**TEXT PASSAGE:**
Bioactive lipids are oil-soluble compounds that may provide certain health benefits to humans when consumed in appropriate amounts, i.e., doses and frequencies. Depending on their mechanisms of action, they may boost the immune system, reduce inflammation, improve bone health, eye and brain functions, reduce coronary heart diseases, and act as antioxidants and anticarcinogens [1][2][3][4]. Some of the most commonly studied bioactive lipids that may promote human health and well-being are phytosterols (e.g., β-sitosterol, stigmasterol, campesterol), fat soluble vitamins (e.g., vitamins A, D, E, K), carotenoids (e.g., β-carotene, lycopene, lutein, zeaxanthin, astaxanthin) and essential fatty acids (e.g., ALA, EPA, DHA, CLA,) [5][6] (Figure 1). As well as their traditional bioactivities (Section 2), a number of studies have recently shown that consumption of some of these bioactive lipids may also provide protection against human coronavirus SARS-CoV-2. For instance, ingestion of EPA and DHA has been reported to reduce inflammation, cytokine storm and blood coagulation, which might play role an important role in the recovery of patients with Covid-19 infection [7][8][9]. Health professionals have also recommended Covid-19 patients to take vitamin D to modulate respiratory tract disorders, boost immune cell proliferation and activity, and promote pulmonary ACE2 expression mechanisms [10].
Figure 1. Chemical structures of bioactive lipids: (a) fat soluble vitamins, carotenoids, phytosterols, (b) polyunsaturated fatty acids.
Most bioactive lipids are not synthesized in the human body and so they have to be obtained from food sources, such as nuts, seeds, grains, eggs, meat, fish, tomato, fruits, and vegetables [1][11][12][13]. However, many people do not get enough of these bioactive compounds from their regular diets due to their low dietary levels, tendency to degrade during processing or storage, and their poor stability, solubility, and absorption characteristics within the human gut [14][15][16][17]. The food industry is therefore exploring methods of fortifying foods with stable and bioavailable forms of these bioactive lipids.

**MATERIAL PROVIDED:**

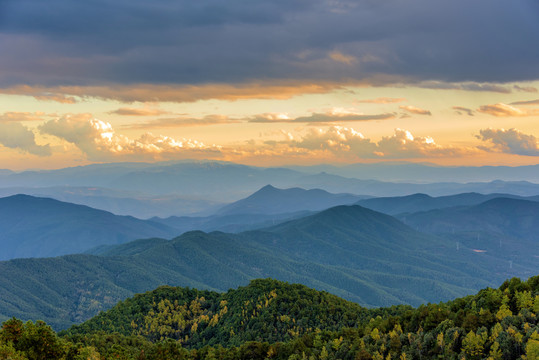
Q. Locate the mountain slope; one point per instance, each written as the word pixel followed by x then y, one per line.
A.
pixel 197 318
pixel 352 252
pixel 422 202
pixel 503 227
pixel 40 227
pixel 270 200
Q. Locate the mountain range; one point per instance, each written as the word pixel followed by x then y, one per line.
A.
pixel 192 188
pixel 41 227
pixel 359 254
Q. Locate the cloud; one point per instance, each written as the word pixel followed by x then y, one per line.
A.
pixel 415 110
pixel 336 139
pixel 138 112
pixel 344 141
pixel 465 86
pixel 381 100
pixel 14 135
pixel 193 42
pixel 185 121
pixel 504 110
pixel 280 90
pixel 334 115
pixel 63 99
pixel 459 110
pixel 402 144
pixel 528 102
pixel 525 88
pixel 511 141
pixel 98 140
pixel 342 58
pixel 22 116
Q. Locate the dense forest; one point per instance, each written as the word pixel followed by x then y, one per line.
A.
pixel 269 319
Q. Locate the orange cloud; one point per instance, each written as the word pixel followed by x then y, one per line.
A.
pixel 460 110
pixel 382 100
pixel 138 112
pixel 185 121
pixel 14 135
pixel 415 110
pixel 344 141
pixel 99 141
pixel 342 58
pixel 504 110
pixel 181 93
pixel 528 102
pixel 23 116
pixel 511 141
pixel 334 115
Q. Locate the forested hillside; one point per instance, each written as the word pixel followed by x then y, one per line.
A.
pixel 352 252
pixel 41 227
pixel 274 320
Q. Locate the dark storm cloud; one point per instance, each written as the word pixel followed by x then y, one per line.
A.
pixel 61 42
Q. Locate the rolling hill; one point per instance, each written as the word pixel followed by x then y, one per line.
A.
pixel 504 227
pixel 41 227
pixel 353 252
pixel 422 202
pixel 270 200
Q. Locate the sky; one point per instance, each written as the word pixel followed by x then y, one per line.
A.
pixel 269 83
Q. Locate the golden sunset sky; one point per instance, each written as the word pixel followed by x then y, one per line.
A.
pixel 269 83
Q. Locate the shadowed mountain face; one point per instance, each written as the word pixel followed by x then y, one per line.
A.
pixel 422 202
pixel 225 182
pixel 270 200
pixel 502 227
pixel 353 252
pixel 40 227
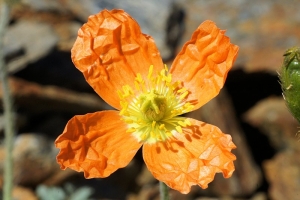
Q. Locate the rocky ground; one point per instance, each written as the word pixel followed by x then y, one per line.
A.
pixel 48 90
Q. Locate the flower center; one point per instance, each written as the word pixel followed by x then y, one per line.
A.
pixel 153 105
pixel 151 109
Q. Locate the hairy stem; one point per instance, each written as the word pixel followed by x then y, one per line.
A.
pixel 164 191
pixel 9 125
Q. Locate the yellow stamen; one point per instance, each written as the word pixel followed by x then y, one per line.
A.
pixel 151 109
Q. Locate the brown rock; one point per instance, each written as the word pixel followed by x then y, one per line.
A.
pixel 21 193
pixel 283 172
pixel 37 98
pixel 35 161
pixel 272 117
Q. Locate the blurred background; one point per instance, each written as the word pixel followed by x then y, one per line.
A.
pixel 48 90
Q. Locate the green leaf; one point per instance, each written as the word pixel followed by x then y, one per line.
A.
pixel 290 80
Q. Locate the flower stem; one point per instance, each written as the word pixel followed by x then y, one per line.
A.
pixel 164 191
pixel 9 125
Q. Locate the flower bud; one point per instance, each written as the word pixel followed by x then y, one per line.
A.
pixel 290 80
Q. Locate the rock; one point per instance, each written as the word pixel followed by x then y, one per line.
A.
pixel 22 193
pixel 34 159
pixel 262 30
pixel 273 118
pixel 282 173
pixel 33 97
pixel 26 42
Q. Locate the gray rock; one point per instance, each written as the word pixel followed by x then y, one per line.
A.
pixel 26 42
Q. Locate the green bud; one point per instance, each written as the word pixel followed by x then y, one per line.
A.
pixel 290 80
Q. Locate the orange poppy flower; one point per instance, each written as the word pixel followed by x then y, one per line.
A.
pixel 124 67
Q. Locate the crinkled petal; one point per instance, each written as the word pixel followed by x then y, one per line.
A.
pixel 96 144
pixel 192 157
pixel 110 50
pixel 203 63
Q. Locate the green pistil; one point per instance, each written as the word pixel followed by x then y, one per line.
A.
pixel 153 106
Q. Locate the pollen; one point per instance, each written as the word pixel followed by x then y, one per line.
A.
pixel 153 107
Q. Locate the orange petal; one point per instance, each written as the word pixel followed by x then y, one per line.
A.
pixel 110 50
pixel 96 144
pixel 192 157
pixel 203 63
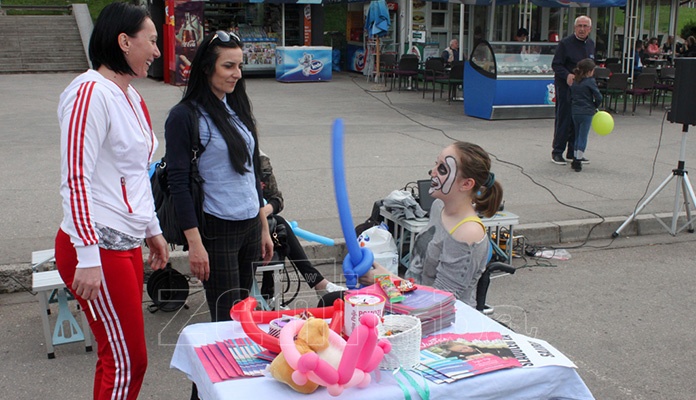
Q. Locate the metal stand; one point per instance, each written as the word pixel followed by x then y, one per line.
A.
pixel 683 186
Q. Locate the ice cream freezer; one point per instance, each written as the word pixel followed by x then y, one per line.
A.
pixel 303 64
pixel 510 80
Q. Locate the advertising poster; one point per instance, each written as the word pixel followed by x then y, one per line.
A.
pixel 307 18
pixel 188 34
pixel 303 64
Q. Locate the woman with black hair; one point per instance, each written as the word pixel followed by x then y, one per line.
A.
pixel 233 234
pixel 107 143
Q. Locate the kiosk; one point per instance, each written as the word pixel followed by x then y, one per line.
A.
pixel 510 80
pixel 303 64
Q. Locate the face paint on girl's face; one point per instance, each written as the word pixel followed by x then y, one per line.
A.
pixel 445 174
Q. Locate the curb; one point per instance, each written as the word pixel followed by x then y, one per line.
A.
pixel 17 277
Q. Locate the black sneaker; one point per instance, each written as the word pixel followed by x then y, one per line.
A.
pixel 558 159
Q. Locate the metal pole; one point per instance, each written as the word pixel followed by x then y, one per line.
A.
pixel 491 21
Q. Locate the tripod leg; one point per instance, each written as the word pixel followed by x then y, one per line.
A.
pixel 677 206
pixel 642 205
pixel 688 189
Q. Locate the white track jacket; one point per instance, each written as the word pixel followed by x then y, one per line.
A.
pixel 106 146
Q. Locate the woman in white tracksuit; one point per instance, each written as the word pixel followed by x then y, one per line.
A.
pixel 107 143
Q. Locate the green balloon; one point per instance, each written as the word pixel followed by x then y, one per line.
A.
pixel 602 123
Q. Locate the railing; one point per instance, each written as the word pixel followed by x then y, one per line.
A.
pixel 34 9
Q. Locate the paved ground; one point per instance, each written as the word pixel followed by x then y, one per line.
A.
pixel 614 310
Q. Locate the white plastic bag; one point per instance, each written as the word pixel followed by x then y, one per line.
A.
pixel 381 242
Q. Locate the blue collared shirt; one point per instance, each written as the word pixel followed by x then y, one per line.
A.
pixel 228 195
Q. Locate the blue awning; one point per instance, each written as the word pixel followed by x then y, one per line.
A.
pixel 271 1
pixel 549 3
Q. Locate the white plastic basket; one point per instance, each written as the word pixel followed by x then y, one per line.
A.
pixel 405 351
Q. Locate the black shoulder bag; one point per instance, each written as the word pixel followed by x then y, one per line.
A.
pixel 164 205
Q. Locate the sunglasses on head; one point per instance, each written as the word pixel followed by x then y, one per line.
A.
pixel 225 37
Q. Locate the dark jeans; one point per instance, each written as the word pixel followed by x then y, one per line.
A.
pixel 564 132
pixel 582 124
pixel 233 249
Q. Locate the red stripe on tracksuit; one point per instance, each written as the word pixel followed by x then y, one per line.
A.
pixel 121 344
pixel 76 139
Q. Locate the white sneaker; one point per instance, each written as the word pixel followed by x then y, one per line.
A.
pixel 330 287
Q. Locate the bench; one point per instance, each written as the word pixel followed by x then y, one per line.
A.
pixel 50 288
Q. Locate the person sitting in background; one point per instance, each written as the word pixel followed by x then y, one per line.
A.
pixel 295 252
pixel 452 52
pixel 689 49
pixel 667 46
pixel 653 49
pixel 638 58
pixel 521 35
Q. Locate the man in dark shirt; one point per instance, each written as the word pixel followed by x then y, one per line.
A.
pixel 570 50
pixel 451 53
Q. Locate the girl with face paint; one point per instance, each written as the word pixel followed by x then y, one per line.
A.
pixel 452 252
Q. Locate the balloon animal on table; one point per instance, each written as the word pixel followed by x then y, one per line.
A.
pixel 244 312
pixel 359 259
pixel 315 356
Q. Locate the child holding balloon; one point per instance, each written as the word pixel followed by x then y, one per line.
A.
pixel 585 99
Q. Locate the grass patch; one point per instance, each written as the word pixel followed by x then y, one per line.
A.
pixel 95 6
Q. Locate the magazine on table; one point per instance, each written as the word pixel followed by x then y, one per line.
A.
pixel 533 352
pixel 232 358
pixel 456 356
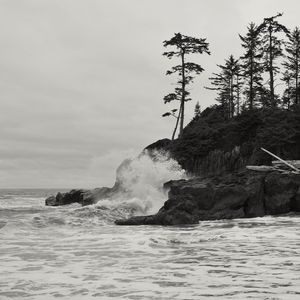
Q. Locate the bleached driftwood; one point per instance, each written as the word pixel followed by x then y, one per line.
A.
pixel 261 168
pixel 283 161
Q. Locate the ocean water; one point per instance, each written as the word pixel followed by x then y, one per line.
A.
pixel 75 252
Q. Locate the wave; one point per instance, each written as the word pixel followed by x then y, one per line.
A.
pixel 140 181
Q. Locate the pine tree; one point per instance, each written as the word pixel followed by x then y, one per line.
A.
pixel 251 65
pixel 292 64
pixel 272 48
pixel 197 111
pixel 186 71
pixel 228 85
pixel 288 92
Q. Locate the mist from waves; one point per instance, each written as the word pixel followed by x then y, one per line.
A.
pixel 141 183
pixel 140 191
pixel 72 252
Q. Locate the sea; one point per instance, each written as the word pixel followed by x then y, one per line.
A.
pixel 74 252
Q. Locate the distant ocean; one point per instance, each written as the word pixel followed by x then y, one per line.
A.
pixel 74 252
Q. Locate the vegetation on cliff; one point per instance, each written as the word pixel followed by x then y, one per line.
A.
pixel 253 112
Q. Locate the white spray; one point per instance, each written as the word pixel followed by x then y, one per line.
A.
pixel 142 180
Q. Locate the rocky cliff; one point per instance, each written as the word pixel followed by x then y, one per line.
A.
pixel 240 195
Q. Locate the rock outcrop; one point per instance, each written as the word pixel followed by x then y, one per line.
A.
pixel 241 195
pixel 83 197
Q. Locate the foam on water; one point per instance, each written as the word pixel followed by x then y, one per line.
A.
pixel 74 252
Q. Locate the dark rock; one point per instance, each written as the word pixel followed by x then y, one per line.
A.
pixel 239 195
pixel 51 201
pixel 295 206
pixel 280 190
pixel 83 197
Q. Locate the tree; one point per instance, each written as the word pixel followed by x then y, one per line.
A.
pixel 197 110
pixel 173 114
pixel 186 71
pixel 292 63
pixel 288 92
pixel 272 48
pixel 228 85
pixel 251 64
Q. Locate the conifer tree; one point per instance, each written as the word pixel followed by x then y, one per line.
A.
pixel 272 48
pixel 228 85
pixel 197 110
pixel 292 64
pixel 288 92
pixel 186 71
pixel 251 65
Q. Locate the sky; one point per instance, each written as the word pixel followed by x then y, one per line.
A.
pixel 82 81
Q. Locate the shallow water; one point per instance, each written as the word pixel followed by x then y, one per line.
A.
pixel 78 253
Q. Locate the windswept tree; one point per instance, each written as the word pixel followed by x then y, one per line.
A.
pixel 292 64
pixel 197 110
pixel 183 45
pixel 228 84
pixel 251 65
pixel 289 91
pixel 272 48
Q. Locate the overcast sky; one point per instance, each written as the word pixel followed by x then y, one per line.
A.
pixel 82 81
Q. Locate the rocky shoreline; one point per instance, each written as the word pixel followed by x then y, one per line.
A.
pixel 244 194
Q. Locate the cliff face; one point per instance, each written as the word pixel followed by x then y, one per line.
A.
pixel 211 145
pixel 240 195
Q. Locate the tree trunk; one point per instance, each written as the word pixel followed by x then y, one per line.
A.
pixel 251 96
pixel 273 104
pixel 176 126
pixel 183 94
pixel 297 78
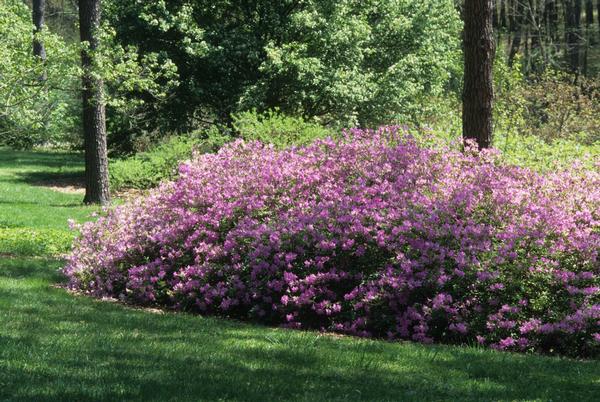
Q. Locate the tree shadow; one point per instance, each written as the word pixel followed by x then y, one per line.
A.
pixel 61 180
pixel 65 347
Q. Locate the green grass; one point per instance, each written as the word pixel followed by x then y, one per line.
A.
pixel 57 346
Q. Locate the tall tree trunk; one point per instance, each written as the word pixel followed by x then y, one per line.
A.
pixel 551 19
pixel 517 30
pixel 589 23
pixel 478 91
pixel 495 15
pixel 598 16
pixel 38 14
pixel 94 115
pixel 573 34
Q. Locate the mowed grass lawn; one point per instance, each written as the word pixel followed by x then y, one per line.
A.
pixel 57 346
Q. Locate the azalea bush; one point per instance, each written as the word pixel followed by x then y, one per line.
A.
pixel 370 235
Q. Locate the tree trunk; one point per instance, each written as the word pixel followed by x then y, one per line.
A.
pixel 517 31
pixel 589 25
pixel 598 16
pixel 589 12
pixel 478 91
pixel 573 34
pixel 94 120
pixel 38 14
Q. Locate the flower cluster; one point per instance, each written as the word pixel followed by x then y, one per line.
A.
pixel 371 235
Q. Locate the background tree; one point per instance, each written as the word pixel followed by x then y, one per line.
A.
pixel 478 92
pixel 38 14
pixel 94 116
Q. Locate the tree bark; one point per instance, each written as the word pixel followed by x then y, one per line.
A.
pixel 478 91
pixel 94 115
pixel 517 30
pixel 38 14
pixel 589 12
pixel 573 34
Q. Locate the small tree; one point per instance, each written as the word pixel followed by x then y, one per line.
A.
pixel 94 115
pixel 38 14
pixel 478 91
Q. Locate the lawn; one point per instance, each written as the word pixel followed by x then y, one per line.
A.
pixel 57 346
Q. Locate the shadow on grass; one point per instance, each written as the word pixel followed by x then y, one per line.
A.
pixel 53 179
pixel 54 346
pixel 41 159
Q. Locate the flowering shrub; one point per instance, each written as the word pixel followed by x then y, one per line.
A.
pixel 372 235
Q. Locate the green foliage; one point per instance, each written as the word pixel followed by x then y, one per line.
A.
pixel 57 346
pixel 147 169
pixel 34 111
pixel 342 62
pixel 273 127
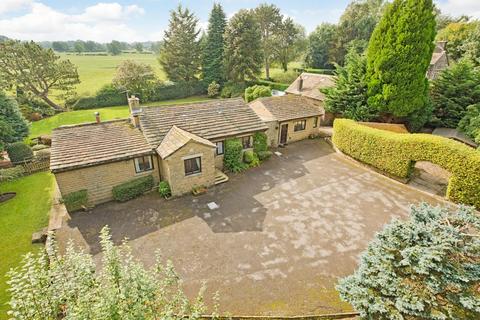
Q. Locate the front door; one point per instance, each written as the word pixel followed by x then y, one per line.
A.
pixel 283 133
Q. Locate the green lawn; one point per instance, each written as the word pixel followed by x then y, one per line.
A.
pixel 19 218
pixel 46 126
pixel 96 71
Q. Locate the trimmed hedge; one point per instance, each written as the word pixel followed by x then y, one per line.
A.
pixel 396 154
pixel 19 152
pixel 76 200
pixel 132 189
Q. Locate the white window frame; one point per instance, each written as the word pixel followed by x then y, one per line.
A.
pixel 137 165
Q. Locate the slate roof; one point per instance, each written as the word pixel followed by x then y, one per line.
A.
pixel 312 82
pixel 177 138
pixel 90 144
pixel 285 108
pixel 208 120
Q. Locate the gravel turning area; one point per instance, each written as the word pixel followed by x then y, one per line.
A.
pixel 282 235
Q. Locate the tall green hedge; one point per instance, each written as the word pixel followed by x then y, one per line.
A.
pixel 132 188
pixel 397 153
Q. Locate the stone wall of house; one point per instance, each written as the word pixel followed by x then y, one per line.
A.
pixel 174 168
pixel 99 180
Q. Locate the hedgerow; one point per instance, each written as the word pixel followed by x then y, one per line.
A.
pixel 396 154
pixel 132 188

**THE PROBLEM:** Reproduce the portion of the text on bioactive lipids starting at "Most bioactive lipids" and ending at "these bioactive lipids.". The entries have no connection to the text on bioactive lipids.

**EXERCISE SOLUTION:**
Most bioactive lipids are not synthesized in the human body and so they have to be obtained from food sources, such as nuts, seeds, grains, eggs, meat, fish, tomato, fruits, and vegetables [1][11][12][13]. However, many people do not get enough of these bioactive compounds from their regular diets due to their low dietary levels, tendency to degrade during processing or storage, and their poor stability, solubility, and absorption characteristics within the human gut [14][15][16][17]. The food industry is therefore exploring methods of fortifying foods with stable and bioavailable forms of these bioactive lipids.